* [STATED TASK]: From the text on the MBLAQ single "Your Luv" below, list every song the group performed at its Japanese debut event.

* [DOCUMENT EXTRACT]:
□ □ □ □ □
Single by MBLAQ
- Released: May 4, 2011 (Japan)
- Recorded: 2011
- Genre: J-pop, pop, Dance
- Length: 3:45
- Label: Rise Communications, Sony Music Records

MBLAQ Japanese singles chronology
|  | "Your Luv" (2011) | "Baby U!" (2011) |

= Your Luv =

Your Luv is a song released by the South Korean boy band MBLAQ. It is the group's Japanese debut single and was released on May 4, 2011 via Sony Music Records Japan.

==Promotions==
On May 3, MBLAQ kicked off their Japanese promotions with their debut event held at Kanagawa Plaza, gathering a reported 10,000 fans. They performed the songs "Oh Yeah", "Your Luv" and "Daijoubu" and more than 4,000 CDs were sold during the event. It was announced in June that MBLAQ's "Your Luv" would be used in the Japanese anime adaption of Marvel Comics' "Blade".
□ □ □ □ □
* [MATERIAL]:
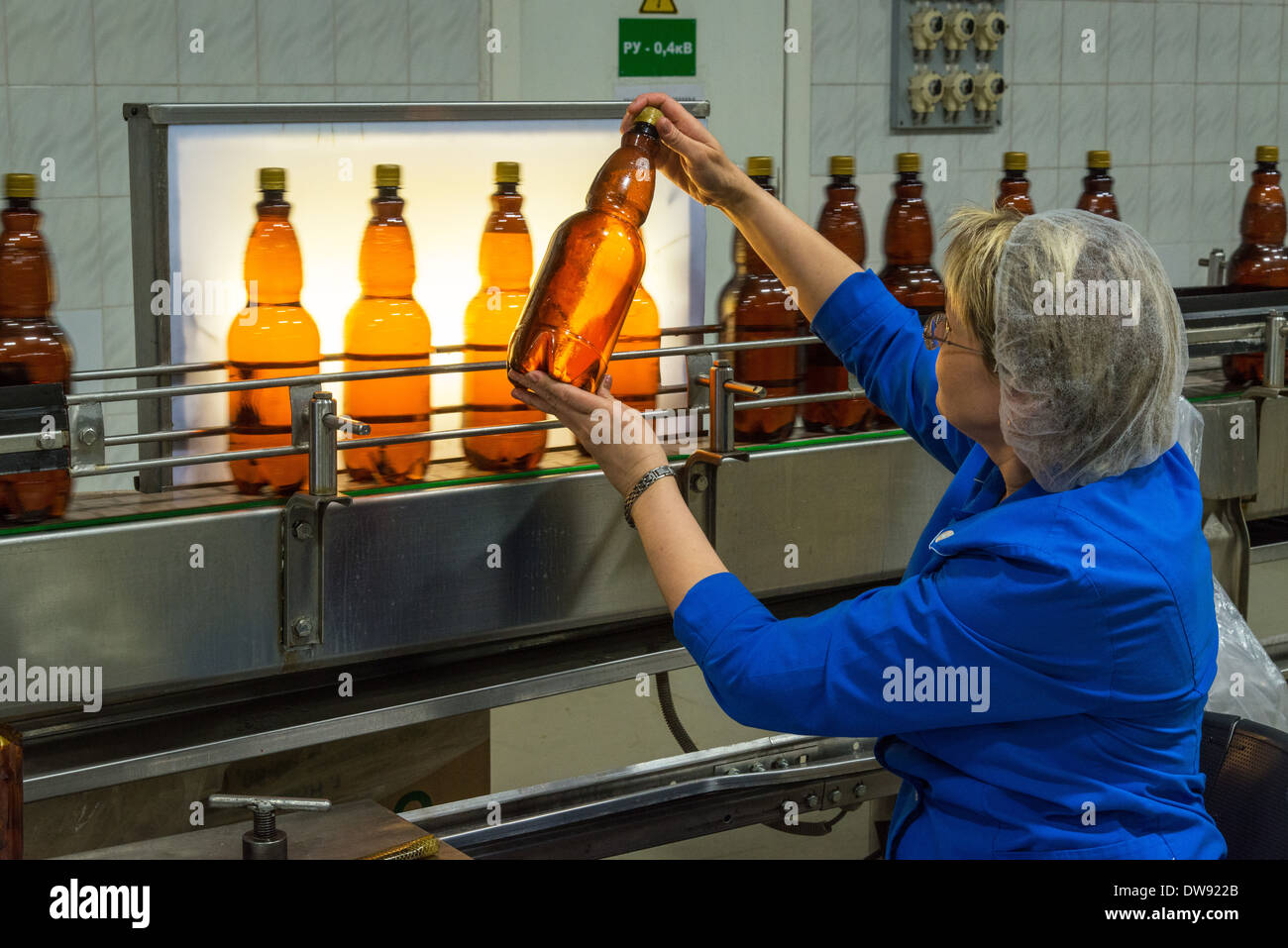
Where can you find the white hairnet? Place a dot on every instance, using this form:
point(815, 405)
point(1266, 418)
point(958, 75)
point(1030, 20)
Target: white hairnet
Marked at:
point(1090, 348)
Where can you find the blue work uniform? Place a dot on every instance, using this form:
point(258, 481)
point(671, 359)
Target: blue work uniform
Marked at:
point(1041, 670)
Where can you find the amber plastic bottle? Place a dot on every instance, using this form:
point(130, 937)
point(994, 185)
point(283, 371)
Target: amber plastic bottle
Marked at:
point(841, 222)
point(763, 309)
point(591, 268)
point(1013, 191)
point(273, 337)
point(1098, 187)
point(635, 380)
point(11, 793)
point(1261, 260)
point(910, 241)
point(34, 351)
point(505, 265)
point(386, 329)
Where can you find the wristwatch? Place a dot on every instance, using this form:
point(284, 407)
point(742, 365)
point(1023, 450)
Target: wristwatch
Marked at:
point(643, 484)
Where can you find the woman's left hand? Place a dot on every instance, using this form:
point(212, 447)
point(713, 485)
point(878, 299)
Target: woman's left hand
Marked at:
point(618, 438)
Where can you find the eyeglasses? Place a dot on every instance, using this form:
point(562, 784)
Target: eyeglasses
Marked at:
point(936, 334)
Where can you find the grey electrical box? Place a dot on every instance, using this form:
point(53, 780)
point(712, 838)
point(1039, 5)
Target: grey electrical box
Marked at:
point(947, 64)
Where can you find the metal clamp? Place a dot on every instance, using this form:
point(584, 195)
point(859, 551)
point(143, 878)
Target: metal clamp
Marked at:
point(301, 526)
point(33, 428)
point(1276, 327)
point(712, 386)
point(266, 841)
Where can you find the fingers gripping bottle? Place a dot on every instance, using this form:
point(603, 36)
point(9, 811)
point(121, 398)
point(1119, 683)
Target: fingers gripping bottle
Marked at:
point(386, 329)
point(505, 265)
point(591, 268)
point(273, 337)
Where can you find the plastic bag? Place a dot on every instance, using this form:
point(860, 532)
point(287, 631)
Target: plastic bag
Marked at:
point(1247, 682)
point(1189, 433)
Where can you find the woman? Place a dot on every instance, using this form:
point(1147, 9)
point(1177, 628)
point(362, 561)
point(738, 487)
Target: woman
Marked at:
point(1041, 670)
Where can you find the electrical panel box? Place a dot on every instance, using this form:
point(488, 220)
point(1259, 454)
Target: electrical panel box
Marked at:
point(947, 64)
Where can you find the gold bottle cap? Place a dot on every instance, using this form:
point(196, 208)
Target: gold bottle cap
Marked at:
point(840, 163)
point(648, 115)
point(271, 179)
point(1016, 161)
point(20, 185)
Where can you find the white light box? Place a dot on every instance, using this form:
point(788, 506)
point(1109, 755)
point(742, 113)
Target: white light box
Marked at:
point(447, 179)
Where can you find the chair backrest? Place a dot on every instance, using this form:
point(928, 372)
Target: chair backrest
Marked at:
point(1245, 766)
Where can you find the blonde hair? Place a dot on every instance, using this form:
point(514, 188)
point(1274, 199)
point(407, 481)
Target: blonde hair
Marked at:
point(970, 268)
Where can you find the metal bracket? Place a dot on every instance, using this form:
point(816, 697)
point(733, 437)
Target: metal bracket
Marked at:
point(711, 385)
point(301, 570)
point(301, 539)
point(85, 424)
point(300, 398)
point(33, 428)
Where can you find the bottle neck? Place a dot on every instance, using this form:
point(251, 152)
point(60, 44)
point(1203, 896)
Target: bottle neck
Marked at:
point(907, 185)
point(271, 269)
point(26, 273)
point(386, 207)
point(623, 185)
point(386, 262)
point(505, 250)
point(909, 240)
point(1263, 219)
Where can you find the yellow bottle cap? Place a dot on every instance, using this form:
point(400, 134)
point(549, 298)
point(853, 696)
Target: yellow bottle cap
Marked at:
point(271, 179)
point(840, 163)
point(648, 115)
point(1016, 161)
point(20, 185)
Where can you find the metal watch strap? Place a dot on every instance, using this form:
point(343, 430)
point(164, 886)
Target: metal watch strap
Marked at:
point(643, 484)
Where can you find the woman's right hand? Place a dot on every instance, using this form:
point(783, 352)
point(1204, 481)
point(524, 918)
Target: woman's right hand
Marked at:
point(694, 158)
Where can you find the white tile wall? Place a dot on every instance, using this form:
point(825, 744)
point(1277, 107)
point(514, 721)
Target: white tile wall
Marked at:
point(1175, 89)
point(67, 65)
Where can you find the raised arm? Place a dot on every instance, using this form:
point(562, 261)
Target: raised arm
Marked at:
point(798, 254)
point(874, 335)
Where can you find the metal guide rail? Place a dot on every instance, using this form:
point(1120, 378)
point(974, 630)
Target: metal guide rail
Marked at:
point(773, 781)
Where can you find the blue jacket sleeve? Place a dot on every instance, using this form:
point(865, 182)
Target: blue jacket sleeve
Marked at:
point(858, 668)
point(880, 340)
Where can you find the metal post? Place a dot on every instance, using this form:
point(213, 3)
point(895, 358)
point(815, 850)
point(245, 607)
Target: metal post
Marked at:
point(1276, 325)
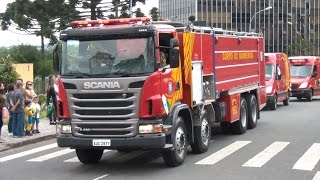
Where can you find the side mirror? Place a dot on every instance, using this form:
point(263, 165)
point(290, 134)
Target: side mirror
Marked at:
point(56, 56)
point(174, 42)
point(174, 58)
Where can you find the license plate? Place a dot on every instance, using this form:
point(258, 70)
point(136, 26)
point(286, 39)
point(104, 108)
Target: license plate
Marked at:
point(101, 142)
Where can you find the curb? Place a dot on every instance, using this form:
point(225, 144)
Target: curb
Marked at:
point(26, 142)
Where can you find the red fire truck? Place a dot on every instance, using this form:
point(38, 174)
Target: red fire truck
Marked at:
point(305, 77)
point(129, 84)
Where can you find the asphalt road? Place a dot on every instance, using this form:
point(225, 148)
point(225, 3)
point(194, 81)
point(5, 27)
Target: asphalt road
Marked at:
point(284, 146)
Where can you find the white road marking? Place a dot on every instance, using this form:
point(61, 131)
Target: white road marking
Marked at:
point(263, 157)
point(309, 159)
point(51, 155)
point(75, 159)
point(103, 176)
point(28, 152)
point(317, 176)
point(219, 155)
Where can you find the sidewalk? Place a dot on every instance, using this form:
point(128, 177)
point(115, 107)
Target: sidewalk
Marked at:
point(46, 132)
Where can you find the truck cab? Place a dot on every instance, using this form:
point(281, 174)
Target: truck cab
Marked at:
point(305, 78)
point(277, 79)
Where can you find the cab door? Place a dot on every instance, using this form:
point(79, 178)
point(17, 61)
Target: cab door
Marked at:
point(171, 78)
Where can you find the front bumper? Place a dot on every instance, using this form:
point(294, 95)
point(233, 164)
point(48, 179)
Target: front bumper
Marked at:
point(150, 141)
point(300, 93)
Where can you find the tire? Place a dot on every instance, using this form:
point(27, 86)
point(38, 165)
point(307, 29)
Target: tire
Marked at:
point(286, 101)
point(89, 156)
point(252, 111)
point(124, 150)
point(309, 95)
point(240, 126)
point(176, 156)
point(202, 135)
point(273, 103)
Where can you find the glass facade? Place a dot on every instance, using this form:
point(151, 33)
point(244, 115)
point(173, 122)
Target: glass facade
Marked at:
point(281, 25)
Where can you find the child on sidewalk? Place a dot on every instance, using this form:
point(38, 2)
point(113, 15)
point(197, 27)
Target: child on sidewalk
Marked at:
point(28, 117)
point(35, 119)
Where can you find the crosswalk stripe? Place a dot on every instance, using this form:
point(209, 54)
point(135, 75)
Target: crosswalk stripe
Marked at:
point(75, 159)
point(317, 176)
point(263, 157)
point(51, 155)
point(309, 159)
point(25, 153)
point(219, 155)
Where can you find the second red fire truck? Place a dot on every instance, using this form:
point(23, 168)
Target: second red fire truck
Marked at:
point(127, 85)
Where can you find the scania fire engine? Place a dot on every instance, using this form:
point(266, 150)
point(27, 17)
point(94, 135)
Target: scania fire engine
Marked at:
point(129, 84)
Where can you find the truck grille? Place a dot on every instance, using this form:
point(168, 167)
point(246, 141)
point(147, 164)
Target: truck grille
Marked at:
point(294, 86)
point(104, 114)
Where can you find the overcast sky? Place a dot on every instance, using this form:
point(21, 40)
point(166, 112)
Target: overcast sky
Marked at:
point(14, 37)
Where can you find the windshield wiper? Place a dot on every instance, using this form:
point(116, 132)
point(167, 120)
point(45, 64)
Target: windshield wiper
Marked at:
point(77, 74)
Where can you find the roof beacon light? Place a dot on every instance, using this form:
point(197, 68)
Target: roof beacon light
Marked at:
point(110, 21)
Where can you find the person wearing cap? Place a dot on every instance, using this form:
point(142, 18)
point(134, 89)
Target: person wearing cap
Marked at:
point(18, 111)
point(36, 115)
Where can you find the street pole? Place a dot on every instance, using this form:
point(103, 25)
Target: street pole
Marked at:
point(131, 8)
point(266, 9)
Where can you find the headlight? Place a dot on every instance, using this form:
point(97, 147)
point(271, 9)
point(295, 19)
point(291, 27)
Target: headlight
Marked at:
point(150, 128)
point(63, 129)
point(303, 85)
point(269, 89)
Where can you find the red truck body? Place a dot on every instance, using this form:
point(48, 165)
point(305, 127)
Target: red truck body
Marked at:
point(164, 90)
point(305, 77)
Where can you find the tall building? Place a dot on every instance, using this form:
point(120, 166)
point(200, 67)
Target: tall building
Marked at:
point(281, 25)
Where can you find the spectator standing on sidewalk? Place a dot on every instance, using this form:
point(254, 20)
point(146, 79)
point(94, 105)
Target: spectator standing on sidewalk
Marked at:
point(2, 93)
point(28, 117)
point(18, 111)
point(2, 114)
point(36, 117)
point(51, 94)
point(9, 106)
point(29, 92)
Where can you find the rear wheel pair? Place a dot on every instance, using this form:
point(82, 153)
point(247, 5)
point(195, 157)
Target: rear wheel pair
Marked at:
point(248, 116)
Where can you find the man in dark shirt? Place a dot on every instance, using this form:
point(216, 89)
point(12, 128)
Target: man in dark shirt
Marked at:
point(18, 111)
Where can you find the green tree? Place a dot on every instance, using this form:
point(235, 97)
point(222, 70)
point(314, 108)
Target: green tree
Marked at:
point(42, 63)
point(8, 74)
point(154, 13)
point(300, 47)
point(39, 17)
point(139, 13)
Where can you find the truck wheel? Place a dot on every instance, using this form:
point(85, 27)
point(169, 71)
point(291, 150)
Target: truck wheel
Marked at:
point(240, 126)
point(309, 95)
point(225, 127)
point(175, 156)
point(252, 111)
point(202, 135)
point(273, 103)
point(286, 101)
point(89, 156)
point(124, 150)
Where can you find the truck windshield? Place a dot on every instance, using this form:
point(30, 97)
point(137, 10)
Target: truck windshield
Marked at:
point(269, 71)
point(300, 71)
point(108, 58)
□ □ □ □ □
* [COMPLETE OUTPUT]: "Oh Yeah", "Your Luv", "Daijoubu"